Instructions to follow. Reproduce the whole listing below, requests included, adding 24 to every x and y coordinate in the answer points. Leave the format sample and every other number unchanged.

--- start of Given entries ---

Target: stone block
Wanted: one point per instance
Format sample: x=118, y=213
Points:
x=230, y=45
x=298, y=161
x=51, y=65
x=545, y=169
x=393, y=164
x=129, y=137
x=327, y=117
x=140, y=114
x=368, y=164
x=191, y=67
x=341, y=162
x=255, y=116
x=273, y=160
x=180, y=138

--- end of Given entries ---

Reply.
Target: stone block
Wanted: one point per instance
Format sample: x=118, y=213
Points:
x=254, y=69
x=322, y=185
x=75, y=89
x=569, y=193
x=417, y=188
x=153, y=161
x=351, y=141
x=164, y=138
x=392, y=188
x=215, y=91
x=365, y=186
x=279, y=140
x=297, y=184
x=204, y=162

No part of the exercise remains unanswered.